» DATA EXTRACT
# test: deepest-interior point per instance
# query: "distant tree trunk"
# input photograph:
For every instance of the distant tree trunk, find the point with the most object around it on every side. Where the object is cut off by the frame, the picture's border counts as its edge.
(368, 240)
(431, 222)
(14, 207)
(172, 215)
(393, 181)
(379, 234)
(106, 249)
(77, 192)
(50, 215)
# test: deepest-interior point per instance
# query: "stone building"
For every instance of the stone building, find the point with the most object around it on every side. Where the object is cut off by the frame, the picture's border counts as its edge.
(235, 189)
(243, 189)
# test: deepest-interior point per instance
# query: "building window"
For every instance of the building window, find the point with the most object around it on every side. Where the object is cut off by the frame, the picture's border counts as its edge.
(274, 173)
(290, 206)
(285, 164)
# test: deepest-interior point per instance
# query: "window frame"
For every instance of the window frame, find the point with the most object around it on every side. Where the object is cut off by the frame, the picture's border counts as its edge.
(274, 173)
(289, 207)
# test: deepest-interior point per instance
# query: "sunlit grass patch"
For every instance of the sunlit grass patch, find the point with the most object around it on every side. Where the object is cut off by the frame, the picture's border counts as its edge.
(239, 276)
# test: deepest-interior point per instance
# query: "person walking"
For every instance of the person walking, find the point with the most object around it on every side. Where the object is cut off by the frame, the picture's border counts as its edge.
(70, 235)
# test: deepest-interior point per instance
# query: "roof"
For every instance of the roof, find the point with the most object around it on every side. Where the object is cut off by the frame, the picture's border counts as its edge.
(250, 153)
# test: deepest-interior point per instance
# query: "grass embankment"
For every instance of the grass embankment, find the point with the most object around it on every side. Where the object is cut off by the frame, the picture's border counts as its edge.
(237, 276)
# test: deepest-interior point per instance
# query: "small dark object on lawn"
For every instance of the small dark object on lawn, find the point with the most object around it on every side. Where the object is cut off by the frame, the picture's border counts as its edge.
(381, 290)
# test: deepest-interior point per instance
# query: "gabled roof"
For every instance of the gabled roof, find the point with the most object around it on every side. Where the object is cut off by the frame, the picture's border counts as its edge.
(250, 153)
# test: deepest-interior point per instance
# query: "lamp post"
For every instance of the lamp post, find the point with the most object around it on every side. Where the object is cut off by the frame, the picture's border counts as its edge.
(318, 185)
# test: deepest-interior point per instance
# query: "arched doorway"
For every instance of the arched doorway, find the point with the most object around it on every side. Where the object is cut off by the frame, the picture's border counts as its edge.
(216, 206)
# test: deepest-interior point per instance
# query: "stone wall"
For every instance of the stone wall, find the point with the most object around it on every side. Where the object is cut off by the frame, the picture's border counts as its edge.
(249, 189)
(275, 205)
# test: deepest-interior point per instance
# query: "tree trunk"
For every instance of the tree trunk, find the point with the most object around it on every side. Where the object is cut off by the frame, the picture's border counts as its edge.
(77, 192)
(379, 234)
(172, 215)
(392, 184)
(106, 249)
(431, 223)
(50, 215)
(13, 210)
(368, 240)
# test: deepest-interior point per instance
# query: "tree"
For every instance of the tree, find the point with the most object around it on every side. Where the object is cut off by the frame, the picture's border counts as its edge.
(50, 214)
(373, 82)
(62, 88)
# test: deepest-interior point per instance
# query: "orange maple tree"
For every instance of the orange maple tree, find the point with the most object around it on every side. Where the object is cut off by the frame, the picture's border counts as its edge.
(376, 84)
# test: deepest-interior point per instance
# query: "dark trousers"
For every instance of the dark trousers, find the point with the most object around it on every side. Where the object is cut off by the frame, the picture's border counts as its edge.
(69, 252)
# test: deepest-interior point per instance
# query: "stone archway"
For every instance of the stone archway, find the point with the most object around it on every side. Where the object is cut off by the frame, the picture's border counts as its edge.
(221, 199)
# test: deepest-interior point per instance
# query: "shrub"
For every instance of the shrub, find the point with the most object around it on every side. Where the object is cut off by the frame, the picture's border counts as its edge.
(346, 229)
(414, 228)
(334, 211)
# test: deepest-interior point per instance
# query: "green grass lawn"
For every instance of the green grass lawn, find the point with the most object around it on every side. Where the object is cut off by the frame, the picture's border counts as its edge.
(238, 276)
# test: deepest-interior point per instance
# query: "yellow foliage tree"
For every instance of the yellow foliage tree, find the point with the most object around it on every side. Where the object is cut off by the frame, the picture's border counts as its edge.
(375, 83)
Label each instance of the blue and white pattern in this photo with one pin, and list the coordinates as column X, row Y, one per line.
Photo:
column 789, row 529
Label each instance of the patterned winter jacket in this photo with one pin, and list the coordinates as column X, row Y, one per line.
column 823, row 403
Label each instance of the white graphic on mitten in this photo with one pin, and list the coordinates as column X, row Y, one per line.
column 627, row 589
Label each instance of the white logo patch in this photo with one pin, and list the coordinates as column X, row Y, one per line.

» PROBLEM TO WORK ON
Set down an exact copy of the entries above.

» SOLUTION BELOW
# test: deepest-interior point per instance
# query: "distant tree trunk"
# input photograph:
For every instance of the distant tree trunk, find the point with the most object around it on every side. Where the object is cut off by the frame, the picture's border counts as its edge.
(368, 240)
(431, 222)
(14, 207)
(172, 215)
(393, 181)
(379, 234)
(106, 249)
(77, 192)
(50, 215)
# test: deepest-interior point per instance
# query: "stone building"
For every instance of the stone building, find the point with the most object around it on every side. Where the object is cut off by the frame, the picture's border counts as its edge.
(235, 189)
(243, 189)
# test: deepest-interior point per instance
# query: "building window"
For every instance of the building window, find the point with the most object around it on every side. Where the object is cut off by the frame, the picture's border counts as its edge.
(274, 173)
(290, 206)
(285, 164)
# test: deepest-interior point per instance
# query: "window frame"
For every instance of the window frame, find the point with the most object around it on every side. Where the object is cut off by the frame, the picture's border counts as its edge.
(274, 173)
(289, 207)
# test: deepest-interior point per instance
# query: "sunlit grass patch"
For every instance of the sunlit grass patch, find the point with the most object around it on every side. Where the object is cut off by the frame, the picture's border counts as its edge.
(239, 276)
# test: deepest-interior point per instance
# query: "person walking"
For every instance of the person walking, find the point with the most object around it on every side. Where the object is cut off by the frame, the picture's border counts as its edge.
(70, 235)
# test: deepest-interior point per instance
# query: "roof"
For every instance of the roof, find the point with the most object around it on every side. Where the object is cut off by the frame, the picture's border counts as its edge.
(250, 153)
# test: deepest-interior point per instance
# query: "grass embankment"
For every instance of the grass embankment, find the point with the most object around it on every side. Where the object is cut off by the frame, the picture's border counts as its edge.
(237, 276)
# test: deepest-interior point per instance
# query: "small dark object on lawn"
For every instance of the small dark object on lawn, find the point with the most object around it on every side. Where the object is cut off by the frame, the picture's border counts as its edge.
(381, 290)
# test: deepest-interior point per instance
# query: "gabled roof"
For every instance of the gabled roof, find the point with the most object around it on every side. Where the object is cut off by the frame, the picture's border counts as its edge.
(250, 153)
# test: deepest-interior point per instance
# query: "lamp post"
For every instance of the lamp post, find the point with the most object around it on every side. Where the object is cut off by the frame, the picture's border counts as its edge.
(318, 185)
# test: deepest-interior point per instance
# query: "arched doorway"
For every instance of the arched doorway, find the point with the most object around it on every side. Where the object is cut off by the frame, the picture's border counts as its edge.
(216, 206)
# test: deepest-interior point per instance
# query: "stone wall"
For every instance of the stone wall, find the point with the most object around it on every side. Where the object is cut off by the frame, the picture's border counts as its edge.
(249, 189)
(275, 205)
# test: deepest-interior point per instance
# query: "tree trunk"
For every instance of the tree trunk, find the point with the most object around it on every side. Where the object is cut off by the frame, the picture's border counts as its edge.
(77, 192)
(379, 234)
(172, 215)
(392, 184)
(106, 249)
(431, 223)
(50, 215)
(13, 210)
(368, 240)
# test: deepest-interior point per instance
# query: "tree"
For every instance of the tree, find the point with the most object around it on every side. Where the object is cut off by the frame, the picture's border counts as its edge.
(50, 214)
(373, 82)
(62, 88)
# test: deepest-interior point per instance
# query: "orange maple tree"
For every instance of the orange maple tree, find the point with the most object around it on every side. Where the object is cut off by the frame, the picture's border counts as its edge.
(376, 84)
# test: deepest-interior point per instance
# query: "dark trousers"
For every instance of the dark trousers, find the point with the most object around it on every side. Where the object is cut off by the frame, the picture's border counts as its edge.
(69, 252)
# test: deepest-interior point per instance
# query: "stone archway"
For every instance of the stone archway, find the point with the most object around it on every side. Where the object is cut off by the frame, the picture's border counts as its edge.
(221, 199)
# test: deepest-interior point per instance
# query: "shrub"
For every instance of the shrub, find the point with the most object around it on every side. Where the object is cut off by the frame, the picture's border counts as its edge.
(346, 229)
(414, 228)
(334, 211)
# test: deepest-interior point per instance
# query: "green grass lawn"
For every instance of the green grass lawn, find the point with the most object around it on every side. Where the object is cut off by the frame, the picture's border counts as its edge.
(238, 276)
# test: deepest-interior point per instance
# query: "yellow foliage tree"
For every instance of the yellow foliage tree, find the point with the most object around it on every side. Where the object is cut off by the frame, the picture's border counts as its edge.
(375, 83)
Label each instance of the blue and white pattern in this photo with one pin, and list the coordinates as column X, row Y, one per line.
Photo:
column 789, row 529
Label each instance of the patterned winter jacket in this photo with one pin, and list the coordinates as column X, row Y, one per line.
column 823, row 403
Label each instance of the white graphic on mitten in this photo with one pin, and list the coordinates as column X, row Y, one per line.
column 627, row 589
Label each instance of the white logo patch in this photo with one pin, and list the coordinates as column X, row Y, one per line.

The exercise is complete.